**Work to be completed:**
Return exactly the span of lines in the following data that opens with the line containing "Locate the carved floral" and closes with the line containing "Locate the green plant.". Include nothing else.

Referring expression grounding data:
--------------------------------
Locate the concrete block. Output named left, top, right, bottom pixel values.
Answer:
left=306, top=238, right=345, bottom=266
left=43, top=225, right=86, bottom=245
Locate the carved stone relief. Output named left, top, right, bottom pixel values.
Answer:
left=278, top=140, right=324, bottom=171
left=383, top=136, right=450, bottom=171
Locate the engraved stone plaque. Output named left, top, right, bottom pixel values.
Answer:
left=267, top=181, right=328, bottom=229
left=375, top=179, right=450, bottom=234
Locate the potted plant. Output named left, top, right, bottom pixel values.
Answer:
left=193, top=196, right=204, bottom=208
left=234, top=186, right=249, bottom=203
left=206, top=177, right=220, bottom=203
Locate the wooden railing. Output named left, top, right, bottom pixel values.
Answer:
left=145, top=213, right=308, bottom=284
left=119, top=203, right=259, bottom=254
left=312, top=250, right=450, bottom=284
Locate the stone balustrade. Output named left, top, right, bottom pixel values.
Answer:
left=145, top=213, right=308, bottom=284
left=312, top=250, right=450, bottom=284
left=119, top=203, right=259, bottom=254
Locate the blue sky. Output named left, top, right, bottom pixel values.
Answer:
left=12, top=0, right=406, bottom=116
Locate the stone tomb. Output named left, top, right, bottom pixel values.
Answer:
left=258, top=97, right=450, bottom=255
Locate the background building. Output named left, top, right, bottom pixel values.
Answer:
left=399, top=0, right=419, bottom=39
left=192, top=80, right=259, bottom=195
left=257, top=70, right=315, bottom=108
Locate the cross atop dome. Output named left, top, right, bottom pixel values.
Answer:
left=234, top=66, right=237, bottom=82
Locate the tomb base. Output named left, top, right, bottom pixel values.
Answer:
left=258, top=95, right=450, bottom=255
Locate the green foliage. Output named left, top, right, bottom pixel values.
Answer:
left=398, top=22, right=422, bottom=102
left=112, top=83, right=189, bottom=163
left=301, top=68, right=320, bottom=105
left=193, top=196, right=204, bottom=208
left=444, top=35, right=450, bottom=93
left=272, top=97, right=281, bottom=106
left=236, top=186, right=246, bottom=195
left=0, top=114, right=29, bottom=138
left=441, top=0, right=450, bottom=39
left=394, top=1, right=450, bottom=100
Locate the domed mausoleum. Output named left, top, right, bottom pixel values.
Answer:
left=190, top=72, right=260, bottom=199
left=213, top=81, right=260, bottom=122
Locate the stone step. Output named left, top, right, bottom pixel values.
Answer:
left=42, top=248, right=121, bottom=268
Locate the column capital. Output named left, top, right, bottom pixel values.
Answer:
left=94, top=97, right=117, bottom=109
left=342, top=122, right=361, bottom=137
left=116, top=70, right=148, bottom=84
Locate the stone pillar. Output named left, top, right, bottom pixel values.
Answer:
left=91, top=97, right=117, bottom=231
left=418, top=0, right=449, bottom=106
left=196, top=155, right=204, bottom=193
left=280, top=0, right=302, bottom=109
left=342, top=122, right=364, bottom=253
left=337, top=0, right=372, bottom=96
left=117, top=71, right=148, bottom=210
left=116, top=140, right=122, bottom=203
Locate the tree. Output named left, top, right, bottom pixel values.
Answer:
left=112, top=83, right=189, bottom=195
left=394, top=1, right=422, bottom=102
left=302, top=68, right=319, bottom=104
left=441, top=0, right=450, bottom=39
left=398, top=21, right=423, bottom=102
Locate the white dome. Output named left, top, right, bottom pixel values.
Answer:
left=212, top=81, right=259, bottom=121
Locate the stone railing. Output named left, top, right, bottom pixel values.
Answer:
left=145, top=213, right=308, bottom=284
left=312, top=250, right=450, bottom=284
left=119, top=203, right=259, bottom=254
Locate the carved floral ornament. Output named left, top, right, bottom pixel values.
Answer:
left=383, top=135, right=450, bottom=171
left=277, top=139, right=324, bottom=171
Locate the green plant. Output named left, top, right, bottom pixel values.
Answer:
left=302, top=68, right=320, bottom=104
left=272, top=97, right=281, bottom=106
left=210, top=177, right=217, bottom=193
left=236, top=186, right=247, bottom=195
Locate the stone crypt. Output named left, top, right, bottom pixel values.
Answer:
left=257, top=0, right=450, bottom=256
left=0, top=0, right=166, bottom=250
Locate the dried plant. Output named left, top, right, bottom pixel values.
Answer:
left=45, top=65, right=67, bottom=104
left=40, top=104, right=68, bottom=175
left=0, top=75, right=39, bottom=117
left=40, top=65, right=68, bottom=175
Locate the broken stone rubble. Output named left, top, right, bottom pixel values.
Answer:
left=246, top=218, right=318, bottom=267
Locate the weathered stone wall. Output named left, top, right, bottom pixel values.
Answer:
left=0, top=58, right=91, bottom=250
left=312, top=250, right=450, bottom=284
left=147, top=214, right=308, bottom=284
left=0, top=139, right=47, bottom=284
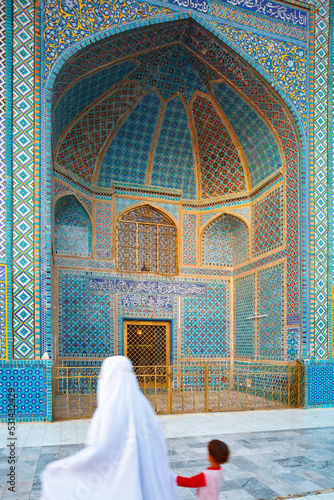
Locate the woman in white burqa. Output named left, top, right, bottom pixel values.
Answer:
left=41, top=356, right=176, bottom=500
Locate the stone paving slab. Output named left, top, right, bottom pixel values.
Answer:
left=1, top=409, right=334, bottom=499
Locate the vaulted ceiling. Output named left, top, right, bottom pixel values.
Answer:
left=52, top=20, right=288, bottom=201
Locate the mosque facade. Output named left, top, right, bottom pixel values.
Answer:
left=0, top=0, right=333, bottom=421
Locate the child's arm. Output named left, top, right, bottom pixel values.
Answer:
left=176, top=473, right=206, bottom=488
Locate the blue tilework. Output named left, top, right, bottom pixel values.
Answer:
left=209, top=23, right=307, bottom=127
left=183, top=282, right=229, bottom=358
left=287, top=327, right=300, bottom=361
left=114, top=200, right=180, bottom=222
left=202, top=213, right=248, bottom=266
left=129, top=45, right=218, bottom=104
left=213, top=82, right=283, bottom=187
left=59, top=273, right=113, bottom=358
left=252, top=186, right=284, bottom=258
left=304, top=360, right=334, bottom=408
left=0, top=361, right=51, bottom=421
left=257, top=264, right=284, bottom=360
left=234, top=274, right=255, bottom=359
left=56, top=82, right=140, bottom=185
left=54, top=196, right=91, bottom=257
left=151, top=96, right=196, bottom=200
left=12, top=0, right=35, bottom=360
left=44, top=1, right=173, bottom=78
left=0, top=0, right=5, bottom=259
left=97, top=91, right=161, bottom=187
left=182, top=214, right=197, bottom=265
left=52, top=60, right=137, bottom=147
left=95, top=203, right=112, bottom=259
left=192, top=95, right=247, bottom=199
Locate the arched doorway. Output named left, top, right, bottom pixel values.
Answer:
left=50, top=19, right=302, bottom=418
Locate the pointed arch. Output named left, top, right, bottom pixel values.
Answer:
left=116, top=204, right=178, bottom=275
left=54, top=195, right=92, bottom=257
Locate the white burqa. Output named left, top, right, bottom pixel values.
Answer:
left=41, top=356, right=176, bottom=500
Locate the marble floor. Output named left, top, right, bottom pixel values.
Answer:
left=1, top=408, right=334, bottom=499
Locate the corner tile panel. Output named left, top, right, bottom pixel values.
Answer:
left=58, top=272, right=113, bottom=358
left=252, top=186, right=284, bottom=258
left=257, top=263, right=284, bottom=360
left=95, top=202, right=112, bottom=260
left=183, top=281, right=230, bottom=357
left=234, top=274, right=255, bottom=359
left=182, top=214, right=197, bottom=265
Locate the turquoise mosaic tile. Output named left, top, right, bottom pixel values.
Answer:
left=234, top=274, right=255, bottom=359
left=202, top=213, right=248, bottom=266
left=52, top=60, right=137, bottom=147
left=58, top=273, right=113, bottom=358
left=98, top=91, right=161, bottom=187
left=54, top=195, right=91, bottom=257
left=151, top=96, right=196, bottom=200
left=0, top=361, right=51, bottom=421
left=257, top=264, right=284, bottom=360
left=183, top=281, right=230, bottom=358
left=213, top=82, right=283, bottom=187
left=252, top=186, right=284, bottom=258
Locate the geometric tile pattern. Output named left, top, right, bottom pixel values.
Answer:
left=234, top=274, right=255, bottom=359
left=305, top=360, right=334, bottom=408
left=312, top=1, right=330, bottom=359
left=58, top=273, right=112, bottom=358
left=52, top=61, right=137, bottom=147
left=183, top=281, right=229, bottom=358
left=257, top=264, right=284, bottom=360
left=151, top=96, right=196, bottom=200
left=0, top=0, right=6, bottom=258
left=210, top=3, right=308, bottom=42
left=57, top=82, right=140, bottom=185
left=54, top=196, right=91, bottom=257
left=128, top=45, right=219, bottom=104
left=0, top=266, right=6, bottom=359
left=95, top=202, right=112, bottom=259
left=115, top=198, right=179, bottom=222
left=97, top=91, right=161, bottom=188
left=44, top=0, right=173, bottom=78
left=286, top=327, right=300, bottom=362
left=192, top=95, right=247, bottom=199
left=53, top=181, right=93, bottom=216
left=0, top=361, right=51, bottom=420
left=54, top=257, right=115, bottom=271
left=214, top=82, right=283, bottom=187
left=182, top=214, right=197, bottom=265
left=51, top=23, right=185, bottom=104
left=12, top=0, right=35, bottom=359
left=209, top=23, right=307, bottom=127
left=202, top=213, right=248, bottom=266
left=252, top=186, right=283, bottom=258
left=200, top=207, right=250, bottom=227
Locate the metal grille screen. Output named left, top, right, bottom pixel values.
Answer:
left=117, top=206, right=177, bottom=274
left=127, top=324, right=167, bottom=367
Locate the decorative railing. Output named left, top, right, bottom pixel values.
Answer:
left=52, top=361, right=302, bottom=420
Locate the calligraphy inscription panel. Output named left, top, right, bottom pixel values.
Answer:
left=215, top=0, right=307, bottom=26
left=121, top=294, right=173, bottom=310
left=89, top=278, right=207, bottom=296
left=166, top=0, right=209, bottom=13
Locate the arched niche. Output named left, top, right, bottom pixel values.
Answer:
left=202, top=213, right=249, bottom=267
left=54, top=195, right=92, bottom=257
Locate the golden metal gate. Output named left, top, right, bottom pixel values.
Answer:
left=52, top=361, right=302, bottom=420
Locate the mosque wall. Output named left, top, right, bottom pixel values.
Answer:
left=51, top=175, right=287, bottom=370
left=1, top=0, right=333, bottom=420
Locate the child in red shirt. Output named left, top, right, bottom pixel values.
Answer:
left=176, top=440, right=229, bottom=500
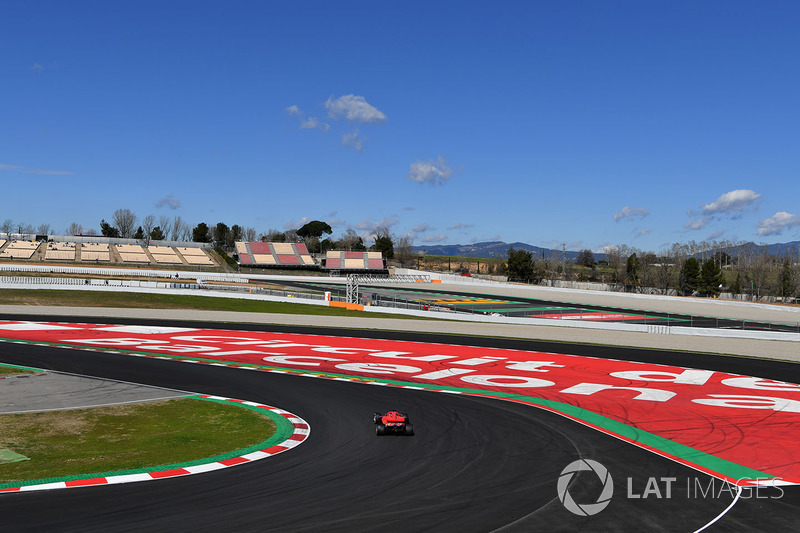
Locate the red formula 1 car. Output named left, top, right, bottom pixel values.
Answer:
left=374, top=411, right=415, bottom=436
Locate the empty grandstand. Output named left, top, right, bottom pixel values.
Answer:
left=148, top=245, right=183, bottom=265
left=323, top=250, right=386, bottom=272
left=80, top=242, right=110, bottom=262
left=44, top=242, right=77, bottom=261
left=235, top=242, right=316, bottom=269
left=116, top=244, right=150, bottom=264
left=176, top=247, right=215, bottom=266
left=0, top=240, right=40, bottom=260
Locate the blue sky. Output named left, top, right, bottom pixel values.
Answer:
left=2, top=1, right=799, bottom=252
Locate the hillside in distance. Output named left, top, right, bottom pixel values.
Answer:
left=412, top=241, right=592, bottom=261
left=413, top=240, right=800, bottom=261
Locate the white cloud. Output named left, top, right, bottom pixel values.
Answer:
left=0, top=163, right=73, bottom=175
left=342, top=130, right=364, bottom=151
left=633, top=229, right=651, bottom=239
left=354, top=216, right=399, bottom=233
left=422, top=234, right=448, bottom=243
left=283, top=216, right=310, bottom=230
left=614, top=206, right=649, bottom=222
left=597, top=244, right=618, bottom=254
left=155, top=195, right=181, bottom=210
left=31, top=63, right=44, bottom=73
left=286, top=105, right=329, bottom=132
left=327, top=218, right=346, bottom=228
left=325, top=94, right=386, bottom=124
left=684, top=217, right=711, bottom=231
left=407, top=156, right=455, bottom=185
left=412, top=223, right=433, bottom=233
left=301, top=117, right=329, bottom=131
left=758, top=212, right=800, bottom=236
left=448, top=222, right=474, bottom=230
left=705, top=230, right=725, bottom=241
left=701, top=189, right=762, bottom=216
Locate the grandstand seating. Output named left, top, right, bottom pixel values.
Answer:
--------------------------------
**The completed task:**
Locate the carved floral ornament. Output named left, top, right, bottom pixel values.
Answer:
left=383, top=135, right=450, bottom=171
left=277, top=139, right=324, bottom=171
Locate the green plant. Output named left, top, right, bottom pixel values.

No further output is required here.